* _Supplied records_
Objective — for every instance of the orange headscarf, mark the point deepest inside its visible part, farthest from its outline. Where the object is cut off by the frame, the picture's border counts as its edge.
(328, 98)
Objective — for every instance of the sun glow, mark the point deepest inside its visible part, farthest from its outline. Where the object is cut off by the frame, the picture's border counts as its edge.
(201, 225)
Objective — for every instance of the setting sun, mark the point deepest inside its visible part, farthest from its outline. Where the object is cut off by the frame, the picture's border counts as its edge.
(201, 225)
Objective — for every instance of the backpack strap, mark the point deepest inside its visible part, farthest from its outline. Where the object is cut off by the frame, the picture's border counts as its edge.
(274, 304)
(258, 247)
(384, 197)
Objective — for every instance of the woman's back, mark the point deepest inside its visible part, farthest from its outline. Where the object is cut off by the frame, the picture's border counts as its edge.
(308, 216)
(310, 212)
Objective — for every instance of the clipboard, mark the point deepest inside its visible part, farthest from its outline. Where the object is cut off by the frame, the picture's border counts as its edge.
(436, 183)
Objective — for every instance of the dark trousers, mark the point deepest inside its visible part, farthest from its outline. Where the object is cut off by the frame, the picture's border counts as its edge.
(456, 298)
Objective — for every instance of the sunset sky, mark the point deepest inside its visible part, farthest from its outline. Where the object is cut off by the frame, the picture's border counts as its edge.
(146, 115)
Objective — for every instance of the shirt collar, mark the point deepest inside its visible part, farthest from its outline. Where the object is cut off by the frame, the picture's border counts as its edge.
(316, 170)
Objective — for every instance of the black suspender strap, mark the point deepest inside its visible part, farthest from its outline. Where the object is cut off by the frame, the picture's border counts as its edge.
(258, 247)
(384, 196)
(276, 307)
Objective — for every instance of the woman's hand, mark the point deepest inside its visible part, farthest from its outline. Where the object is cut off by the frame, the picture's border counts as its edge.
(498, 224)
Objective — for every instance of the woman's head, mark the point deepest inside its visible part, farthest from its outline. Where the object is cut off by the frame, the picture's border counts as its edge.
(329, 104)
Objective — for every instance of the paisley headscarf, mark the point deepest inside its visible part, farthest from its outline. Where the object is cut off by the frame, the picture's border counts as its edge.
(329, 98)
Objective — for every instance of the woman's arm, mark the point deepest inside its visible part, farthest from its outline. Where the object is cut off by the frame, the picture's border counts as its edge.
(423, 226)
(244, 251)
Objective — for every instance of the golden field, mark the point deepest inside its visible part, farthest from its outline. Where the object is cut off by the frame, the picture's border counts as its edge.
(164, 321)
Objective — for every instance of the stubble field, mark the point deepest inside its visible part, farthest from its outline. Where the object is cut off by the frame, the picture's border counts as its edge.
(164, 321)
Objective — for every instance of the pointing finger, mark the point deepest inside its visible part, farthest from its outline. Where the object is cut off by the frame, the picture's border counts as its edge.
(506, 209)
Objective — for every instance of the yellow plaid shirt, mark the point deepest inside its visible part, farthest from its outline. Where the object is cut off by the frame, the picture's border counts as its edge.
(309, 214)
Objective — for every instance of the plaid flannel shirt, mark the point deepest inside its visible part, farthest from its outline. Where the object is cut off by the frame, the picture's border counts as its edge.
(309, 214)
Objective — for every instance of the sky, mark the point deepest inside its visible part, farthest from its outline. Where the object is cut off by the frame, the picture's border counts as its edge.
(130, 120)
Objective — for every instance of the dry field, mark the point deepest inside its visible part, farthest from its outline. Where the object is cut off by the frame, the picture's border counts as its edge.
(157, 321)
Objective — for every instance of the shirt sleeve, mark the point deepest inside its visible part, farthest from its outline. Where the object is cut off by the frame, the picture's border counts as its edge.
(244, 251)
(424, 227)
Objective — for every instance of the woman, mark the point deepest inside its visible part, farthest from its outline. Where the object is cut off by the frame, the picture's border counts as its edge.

* _To do_
The line with "Objective — for every instance of the plaid" through the last line of the entries above: output exactly those lines and nothing else.

* _Result of the exercise_
Objective — for every instance of the plaid flannel shirt, mark the point deepest inside its visible part, farthest from its outline. Where the object is cut off by the frame, the picture's border counts as its edge.
(309, 214)
Objective — for every instance of the sky, mark the point deepest inside its visible part, farthest from its outline. Where the object is cut off by the frame, the picture's border counts as its edge.
(130, 120)
Objective — for every instance of the dry field, mark the point deepest inside its visible part, farthest from its outline. Where the object is cut off by the frame, the picture's border counts as its edge.
(157, 321)
Objective — for every instance of the shirt sleeve, mark the point deepest inside its visible part, farthest from its outline. Where the object is cut off by the frame, the picture's border counts as its edge.
(244, 251)
(424, 227)
Objective — for every instance of the woman, mark the point deepest inside its visible part, farthest from its outline. Where the object is cut off by the frame, the picture's border counts as its edge.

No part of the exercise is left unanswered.